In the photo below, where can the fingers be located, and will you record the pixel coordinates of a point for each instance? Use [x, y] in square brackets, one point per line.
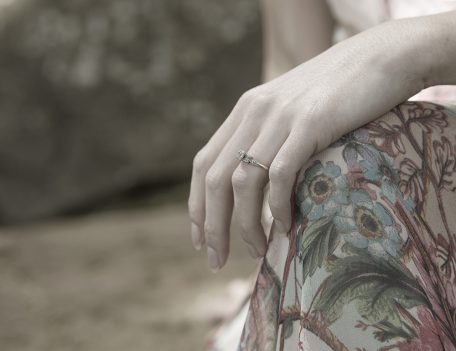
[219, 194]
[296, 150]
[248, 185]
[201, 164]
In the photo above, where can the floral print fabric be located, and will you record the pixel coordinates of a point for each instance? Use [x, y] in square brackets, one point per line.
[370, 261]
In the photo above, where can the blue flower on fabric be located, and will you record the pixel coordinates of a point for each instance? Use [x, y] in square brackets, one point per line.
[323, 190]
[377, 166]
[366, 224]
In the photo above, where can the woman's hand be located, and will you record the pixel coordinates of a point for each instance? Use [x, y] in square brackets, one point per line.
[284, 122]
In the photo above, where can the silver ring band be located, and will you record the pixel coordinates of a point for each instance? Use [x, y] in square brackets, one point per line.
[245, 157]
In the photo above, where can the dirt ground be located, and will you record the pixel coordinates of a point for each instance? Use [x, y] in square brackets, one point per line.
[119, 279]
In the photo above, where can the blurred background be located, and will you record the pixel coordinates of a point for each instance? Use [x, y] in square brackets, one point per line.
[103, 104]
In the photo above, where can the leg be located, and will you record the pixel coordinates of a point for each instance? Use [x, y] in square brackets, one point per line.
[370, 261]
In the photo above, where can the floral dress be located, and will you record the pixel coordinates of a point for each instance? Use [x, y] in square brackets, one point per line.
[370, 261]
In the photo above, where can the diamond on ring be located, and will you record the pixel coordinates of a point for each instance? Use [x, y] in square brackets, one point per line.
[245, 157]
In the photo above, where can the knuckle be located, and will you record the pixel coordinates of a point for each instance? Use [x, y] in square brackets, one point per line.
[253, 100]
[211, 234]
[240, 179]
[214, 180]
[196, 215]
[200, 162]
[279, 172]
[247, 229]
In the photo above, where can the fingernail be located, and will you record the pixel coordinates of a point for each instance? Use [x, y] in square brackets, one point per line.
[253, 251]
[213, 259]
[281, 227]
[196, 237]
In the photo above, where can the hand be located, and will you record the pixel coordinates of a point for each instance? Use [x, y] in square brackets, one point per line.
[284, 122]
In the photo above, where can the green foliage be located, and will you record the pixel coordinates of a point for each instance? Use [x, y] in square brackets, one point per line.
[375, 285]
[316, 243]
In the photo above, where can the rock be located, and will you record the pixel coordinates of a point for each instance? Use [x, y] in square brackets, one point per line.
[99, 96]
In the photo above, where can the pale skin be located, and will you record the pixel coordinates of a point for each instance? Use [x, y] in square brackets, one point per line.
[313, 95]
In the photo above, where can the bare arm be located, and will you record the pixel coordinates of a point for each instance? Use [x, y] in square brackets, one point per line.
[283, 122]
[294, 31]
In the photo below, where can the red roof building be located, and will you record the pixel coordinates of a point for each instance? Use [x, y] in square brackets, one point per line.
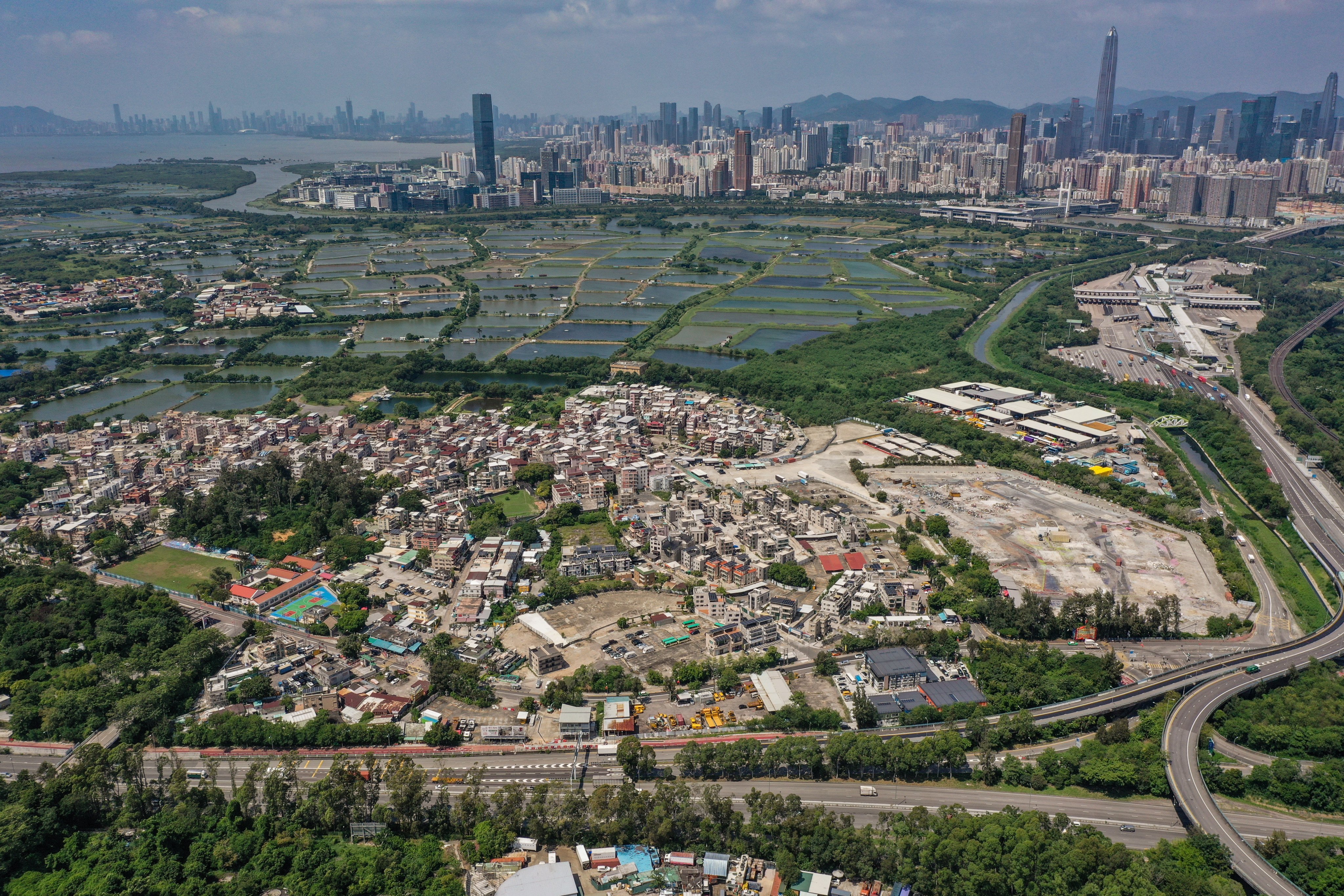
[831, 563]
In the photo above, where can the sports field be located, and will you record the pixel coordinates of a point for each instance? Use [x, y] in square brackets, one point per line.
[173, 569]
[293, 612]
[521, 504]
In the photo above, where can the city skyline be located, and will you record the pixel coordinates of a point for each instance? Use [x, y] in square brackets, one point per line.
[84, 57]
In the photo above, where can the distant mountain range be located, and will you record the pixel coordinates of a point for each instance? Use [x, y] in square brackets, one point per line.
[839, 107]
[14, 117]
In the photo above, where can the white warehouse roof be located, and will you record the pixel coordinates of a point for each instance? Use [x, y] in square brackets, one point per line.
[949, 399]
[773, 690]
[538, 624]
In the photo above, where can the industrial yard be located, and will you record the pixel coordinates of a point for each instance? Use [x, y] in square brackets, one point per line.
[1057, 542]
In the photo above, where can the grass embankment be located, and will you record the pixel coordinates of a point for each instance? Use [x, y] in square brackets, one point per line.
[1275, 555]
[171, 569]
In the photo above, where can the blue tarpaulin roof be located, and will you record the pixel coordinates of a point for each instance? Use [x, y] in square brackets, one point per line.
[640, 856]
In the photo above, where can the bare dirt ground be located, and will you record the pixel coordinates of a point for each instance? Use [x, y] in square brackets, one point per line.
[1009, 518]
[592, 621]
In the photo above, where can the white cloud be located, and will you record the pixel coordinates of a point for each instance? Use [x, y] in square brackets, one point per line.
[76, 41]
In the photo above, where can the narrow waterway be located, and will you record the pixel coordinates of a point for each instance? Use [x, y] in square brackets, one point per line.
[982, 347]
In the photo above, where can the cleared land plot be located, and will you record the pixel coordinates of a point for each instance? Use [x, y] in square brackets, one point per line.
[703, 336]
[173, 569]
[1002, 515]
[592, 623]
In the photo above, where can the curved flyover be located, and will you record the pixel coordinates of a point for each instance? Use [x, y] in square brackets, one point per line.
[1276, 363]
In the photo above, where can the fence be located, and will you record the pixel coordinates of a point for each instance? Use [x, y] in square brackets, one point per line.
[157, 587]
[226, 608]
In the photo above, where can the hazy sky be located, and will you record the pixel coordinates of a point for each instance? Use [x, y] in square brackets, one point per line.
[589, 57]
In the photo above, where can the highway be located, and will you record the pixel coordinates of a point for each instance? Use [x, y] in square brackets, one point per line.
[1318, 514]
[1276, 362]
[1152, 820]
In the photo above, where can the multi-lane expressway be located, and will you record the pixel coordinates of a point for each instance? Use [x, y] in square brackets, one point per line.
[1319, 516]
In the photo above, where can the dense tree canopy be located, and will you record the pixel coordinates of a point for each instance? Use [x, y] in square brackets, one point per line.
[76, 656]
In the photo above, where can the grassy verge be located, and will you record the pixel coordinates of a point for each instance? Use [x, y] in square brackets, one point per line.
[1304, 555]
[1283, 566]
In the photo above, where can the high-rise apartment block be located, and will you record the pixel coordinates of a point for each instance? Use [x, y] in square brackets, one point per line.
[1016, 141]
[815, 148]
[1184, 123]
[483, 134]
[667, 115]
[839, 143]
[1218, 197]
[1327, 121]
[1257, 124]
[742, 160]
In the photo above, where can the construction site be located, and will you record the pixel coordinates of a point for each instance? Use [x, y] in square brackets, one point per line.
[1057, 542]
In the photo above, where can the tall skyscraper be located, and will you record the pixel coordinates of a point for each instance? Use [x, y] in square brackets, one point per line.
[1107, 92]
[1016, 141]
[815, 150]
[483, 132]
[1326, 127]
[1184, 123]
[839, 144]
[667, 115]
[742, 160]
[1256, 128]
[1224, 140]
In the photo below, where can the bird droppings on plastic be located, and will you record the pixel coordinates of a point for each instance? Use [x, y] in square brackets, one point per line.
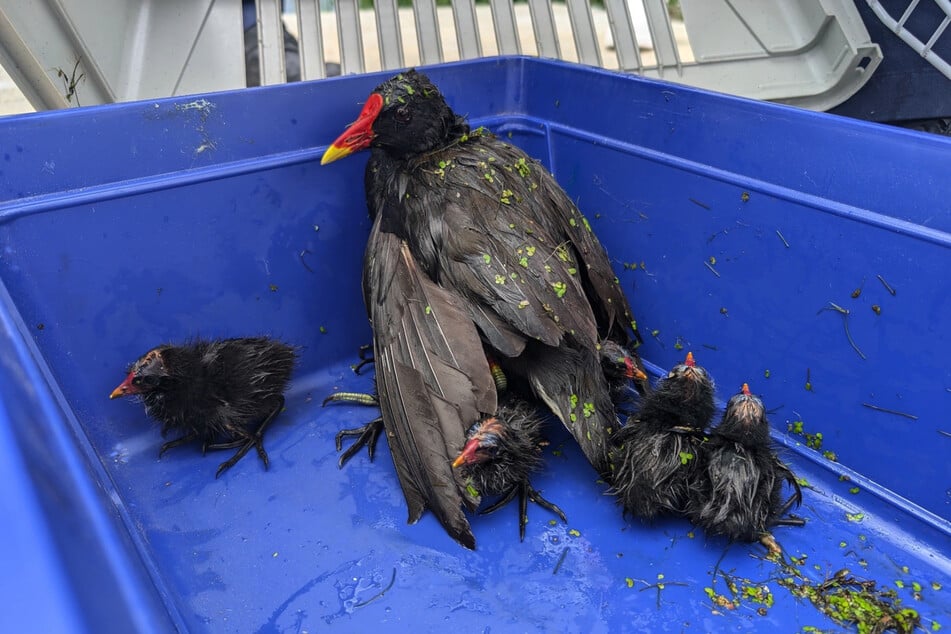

***

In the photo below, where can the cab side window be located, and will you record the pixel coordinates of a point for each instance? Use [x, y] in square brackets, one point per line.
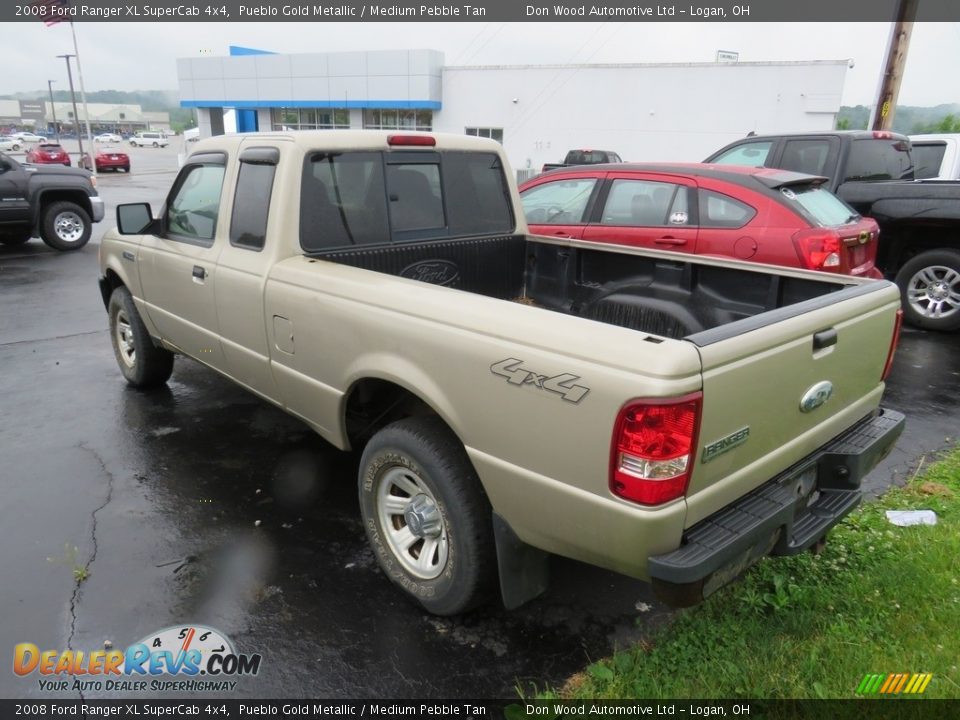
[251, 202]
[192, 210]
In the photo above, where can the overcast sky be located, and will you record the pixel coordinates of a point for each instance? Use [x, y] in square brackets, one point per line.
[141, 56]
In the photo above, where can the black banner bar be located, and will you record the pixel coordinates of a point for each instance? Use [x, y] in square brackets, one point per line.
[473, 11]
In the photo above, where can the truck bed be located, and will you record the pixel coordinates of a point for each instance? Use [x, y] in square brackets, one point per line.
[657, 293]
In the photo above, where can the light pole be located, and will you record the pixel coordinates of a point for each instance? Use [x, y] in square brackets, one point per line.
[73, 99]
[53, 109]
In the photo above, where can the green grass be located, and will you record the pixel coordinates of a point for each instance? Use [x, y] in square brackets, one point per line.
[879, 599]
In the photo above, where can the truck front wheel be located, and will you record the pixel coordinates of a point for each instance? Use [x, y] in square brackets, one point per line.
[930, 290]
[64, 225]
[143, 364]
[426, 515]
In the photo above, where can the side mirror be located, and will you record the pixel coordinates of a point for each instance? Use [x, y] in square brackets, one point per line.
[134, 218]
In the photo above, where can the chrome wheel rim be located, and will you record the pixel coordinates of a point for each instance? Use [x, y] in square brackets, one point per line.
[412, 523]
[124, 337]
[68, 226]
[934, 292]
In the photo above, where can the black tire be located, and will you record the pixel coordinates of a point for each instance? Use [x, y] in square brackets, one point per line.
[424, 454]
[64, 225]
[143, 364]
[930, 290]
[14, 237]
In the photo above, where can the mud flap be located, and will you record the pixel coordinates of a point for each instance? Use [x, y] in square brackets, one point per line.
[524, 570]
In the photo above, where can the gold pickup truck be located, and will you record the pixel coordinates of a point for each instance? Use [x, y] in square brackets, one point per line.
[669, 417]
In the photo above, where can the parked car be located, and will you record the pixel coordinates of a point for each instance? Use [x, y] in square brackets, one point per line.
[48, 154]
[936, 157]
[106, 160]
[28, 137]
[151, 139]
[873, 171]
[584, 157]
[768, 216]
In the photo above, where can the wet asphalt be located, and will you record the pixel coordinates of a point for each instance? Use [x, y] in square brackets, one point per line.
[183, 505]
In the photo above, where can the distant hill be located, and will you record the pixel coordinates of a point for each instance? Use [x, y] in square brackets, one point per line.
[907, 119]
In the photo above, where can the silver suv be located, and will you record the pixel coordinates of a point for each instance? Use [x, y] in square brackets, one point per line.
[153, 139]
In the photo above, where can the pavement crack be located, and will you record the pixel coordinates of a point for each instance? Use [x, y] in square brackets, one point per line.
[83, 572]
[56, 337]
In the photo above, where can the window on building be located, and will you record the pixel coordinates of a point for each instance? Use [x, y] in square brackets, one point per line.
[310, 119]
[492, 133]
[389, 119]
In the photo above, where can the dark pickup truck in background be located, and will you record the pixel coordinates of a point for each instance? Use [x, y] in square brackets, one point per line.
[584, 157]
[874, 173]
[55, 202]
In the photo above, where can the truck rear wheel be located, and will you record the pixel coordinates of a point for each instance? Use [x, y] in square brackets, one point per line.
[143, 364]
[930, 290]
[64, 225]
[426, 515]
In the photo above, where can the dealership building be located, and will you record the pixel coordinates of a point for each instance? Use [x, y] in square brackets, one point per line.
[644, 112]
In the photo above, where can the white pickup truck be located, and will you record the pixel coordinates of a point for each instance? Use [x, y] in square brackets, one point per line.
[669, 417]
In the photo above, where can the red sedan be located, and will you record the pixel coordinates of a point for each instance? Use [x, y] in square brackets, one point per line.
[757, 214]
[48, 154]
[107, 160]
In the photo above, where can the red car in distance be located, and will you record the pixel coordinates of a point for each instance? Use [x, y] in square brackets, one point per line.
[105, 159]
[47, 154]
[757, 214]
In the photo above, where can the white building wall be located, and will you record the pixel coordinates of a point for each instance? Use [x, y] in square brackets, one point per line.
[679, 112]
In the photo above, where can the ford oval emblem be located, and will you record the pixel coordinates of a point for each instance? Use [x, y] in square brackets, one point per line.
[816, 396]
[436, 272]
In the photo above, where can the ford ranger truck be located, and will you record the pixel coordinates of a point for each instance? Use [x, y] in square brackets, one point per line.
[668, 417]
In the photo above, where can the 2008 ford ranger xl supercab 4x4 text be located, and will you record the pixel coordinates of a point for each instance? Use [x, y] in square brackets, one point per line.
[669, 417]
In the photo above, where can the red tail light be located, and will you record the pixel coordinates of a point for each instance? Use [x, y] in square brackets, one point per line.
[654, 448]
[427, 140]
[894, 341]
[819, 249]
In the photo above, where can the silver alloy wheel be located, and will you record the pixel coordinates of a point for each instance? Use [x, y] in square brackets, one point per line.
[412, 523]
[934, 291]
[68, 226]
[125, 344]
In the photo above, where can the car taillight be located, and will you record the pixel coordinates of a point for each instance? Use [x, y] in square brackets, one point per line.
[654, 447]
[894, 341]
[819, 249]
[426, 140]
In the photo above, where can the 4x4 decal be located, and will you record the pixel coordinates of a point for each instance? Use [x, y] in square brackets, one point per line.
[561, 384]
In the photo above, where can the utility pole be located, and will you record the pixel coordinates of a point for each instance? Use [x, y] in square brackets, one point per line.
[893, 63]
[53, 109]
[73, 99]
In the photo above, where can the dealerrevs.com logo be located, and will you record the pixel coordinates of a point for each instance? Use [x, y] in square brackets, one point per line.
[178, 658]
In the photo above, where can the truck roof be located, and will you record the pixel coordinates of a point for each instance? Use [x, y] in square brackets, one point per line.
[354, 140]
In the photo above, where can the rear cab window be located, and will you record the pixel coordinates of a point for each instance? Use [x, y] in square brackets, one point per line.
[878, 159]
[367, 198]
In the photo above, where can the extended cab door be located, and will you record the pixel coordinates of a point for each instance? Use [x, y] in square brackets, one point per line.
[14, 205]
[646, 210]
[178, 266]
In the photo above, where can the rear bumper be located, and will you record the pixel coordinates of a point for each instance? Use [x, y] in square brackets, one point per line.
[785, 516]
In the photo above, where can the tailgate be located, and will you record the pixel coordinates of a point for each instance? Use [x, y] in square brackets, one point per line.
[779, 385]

***

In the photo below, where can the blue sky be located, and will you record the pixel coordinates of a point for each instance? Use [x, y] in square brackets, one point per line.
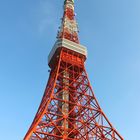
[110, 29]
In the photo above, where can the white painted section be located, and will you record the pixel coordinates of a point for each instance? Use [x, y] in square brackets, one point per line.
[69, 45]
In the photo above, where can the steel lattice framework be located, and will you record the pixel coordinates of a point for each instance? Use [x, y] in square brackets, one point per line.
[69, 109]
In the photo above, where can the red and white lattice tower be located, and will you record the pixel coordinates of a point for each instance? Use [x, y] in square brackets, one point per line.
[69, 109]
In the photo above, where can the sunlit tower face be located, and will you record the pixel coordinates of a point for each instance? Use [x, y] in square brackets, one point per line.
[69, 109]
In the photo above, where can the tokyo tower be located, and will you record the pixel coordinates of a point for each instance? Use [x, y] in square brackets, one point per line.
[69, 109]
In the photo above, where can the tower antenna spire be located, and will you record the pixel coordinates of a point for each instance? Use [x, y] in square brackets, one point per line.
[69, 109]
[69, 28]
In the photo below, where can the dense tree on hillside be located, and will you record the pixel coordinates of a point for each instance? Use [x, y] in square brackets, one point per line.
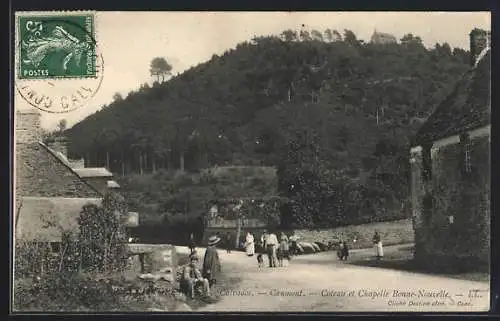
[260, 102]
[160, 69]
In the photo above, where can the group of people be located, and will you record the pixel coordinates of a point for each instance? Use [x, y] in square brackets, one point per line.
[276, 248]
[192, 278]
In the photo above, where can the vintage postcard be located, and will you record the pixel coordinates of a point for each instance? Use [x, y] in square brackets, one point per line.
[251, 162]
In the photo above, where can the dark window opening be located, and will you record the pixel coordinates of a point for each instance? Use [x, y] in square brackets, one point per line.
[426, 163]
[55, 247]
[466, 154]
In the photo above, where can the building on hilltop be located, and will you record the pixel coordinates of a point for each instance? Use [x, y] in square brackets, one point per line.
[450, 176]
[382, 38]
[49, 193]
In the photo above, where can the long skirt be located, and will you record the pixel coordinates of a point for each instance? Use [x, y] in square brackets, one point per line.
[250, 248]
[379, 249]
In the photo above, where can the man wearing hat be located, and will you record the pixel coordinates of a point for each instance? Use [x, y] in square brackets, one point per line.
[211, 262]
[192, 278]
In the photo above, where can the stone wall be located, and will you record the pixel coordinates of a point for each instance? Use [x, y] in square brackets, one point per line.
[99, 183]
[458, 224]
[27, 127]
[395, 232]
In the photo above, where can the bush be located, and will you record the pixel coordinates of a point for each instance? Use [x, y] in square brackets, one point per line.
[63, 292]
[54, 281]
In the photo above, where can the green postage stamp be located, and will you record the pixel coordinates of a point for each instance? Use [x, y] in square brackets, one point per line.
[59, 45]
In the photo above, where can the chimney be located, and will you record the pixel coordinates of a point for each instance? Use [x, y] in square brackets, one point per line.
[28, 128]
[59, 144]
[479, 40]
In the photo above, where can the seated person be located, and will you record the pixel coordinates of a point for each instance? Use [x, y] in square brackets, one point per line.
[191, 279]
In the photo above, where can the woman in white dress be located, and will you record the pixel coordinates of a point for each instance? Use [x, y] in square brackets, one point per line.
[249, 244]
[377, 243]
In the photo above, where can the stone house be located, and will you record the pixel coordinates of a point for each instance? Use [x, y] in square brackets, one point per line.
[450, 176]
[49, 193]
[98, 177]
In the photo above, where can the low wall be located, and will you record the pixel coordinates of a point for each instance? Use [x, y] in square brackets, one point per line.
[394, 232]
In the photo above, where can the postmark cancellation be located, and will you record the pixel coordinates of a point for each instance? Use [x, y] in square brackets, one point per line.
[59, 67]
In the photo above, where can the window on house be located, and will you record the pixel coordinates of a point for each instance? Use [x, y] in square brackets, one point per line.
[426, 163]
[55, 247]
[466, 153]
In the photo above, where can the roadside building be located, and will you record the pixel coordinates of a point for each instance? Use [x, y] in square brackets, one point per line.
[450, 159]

***

▶ Your objective:
Show each line in the records above that contains the word "front". Case counts when matching.

▶ Output below:
In the photo above, where can the truck front wheel be located, and will you record the pixel coordinates of a point for each instance? Use [x, y] in square brackets, one point per line.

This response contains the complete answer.